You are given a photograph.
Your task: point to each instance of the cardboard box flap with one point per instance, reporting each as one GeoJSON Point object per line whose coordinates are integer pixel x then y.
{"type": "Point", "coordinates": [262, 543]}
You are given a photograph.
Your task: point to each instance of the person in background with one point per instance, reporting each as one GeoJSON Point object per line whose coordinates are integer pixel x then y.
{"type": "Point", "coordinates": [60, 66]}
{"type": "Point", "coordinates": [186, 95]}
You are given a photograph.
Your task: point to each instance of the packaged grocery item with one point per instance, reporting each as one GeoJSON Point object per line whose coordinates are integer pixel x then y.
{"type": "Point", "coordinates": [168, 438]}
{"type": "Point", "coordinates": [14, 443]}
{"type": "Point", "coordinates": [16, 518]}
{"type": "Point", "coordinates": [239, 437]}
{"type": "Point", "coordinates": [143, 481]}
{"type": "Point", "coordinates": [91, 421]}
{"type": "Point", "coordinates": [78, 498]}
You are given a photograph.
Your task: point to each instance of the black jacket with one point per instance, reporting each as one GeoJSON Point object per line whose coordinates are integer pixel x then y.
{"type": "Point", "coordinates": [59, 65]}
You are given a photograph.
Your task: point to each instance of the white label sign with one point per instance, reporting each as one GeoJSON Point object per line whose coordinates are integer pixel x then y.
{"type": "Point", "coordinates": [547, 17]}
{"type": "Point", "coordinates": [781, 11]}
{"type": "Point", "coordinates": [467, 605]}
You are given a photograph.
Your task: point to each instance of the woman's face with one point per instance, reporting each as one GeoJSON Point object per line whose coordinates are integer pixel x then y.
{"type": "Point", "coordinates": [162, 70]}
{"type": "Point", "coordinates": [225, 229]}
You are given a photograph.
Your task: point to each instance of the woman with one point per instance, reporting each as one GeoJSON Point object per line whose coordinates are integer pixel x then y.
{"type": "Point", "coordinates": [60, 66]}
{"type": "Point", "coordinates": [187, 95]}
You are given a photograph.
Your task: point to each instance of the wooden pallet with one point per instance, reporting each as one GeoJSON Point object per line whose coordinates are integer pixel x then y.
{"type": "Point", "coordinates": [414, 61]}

□ □ □ □ □

* Exercise prompt *
From the records above, please extract every line and repeat it exactly.

* Result of this task *
You are given a photograph.
Your task: point to each instance of the cardboard box flap with one point per instance, reporting each as one GeoJSON Point object per line whose coordinates are integer pixel x then y.
{"type": "Point", "coordinates": [262, 543]}
You are given a photograph.
Your task: point to each instance of the person in background with one point per instance, reporting each as one GeoJSON Point object per line whose coordinates are integer pixel x then y.
{"type": "Point", "coordinates": [60, 66]}
{"type": "Point", "coordinates": [186, 95]}
You are given a photograph.
Your task: point to each instance of the packaged grocery item with one point per instance, reporting each as one GeoJSON Point object per line whose coordinates are integer pixel x then y.
{"type": "Point", "coordinates": [168, 438]}
{"type": "Point", "coordinates": [14, 443]}
{"type": "Point", "coordinates": [16, 518]}
{"type": "Point", "coordinates": [239, 437]}
{"type": "Point", "coordinates": [143, 481]}
{"type": "Point", "coordinates": [91, 421]}
{"type": "Point", "coordinates": [78, 498]}
You are given a photograph.
Your task: point to each instance of the black jacket with one point per instance, reporting each as one GeoJSON Point object per line whose coordinates are integer pixel x then y.
{"type": "Point", "coordinates": [59, 65]}
You are given a photograph.
Your task: point to each instance of the white label sign with one point per instance, reporting each as one GeoJSON Point object per line whose coordinates are integer pixel x then y.
{"type": "Point", "coordinates": [547, 17]}
{"type": "Point", "coordinates": [781, 11]}
{"type": "Point", "coordinates": [467, 605]}
You are given a photograph.
Your task: point to each instance of the woman's face with one point per instance, reporting each as one GeoJSON Point object per line whose coordinates are integer pixel x then y.
{"type": "Point", "coordinates": [162, 70]}
{"type": "Point", "coordinates": [225, 229]}
You are given a photograph.
Your task: point to each instance of the woman with one point per instance, reporting each as one GeoJSON Point object per line whose coordinates are integer pixel x then y.
{"type": "Point", "coordinates": [60, 66]}
{"type": "Point", "coordinates": [187, 95]}
You are given a photograph.
Your task: point to each instance of the wooden pallet with one point per instance, reporting each as one GeoJSON Point object per line whose coordinates are integer pixel x then y.
{"type": "Point", "coordinates": [414, 61]}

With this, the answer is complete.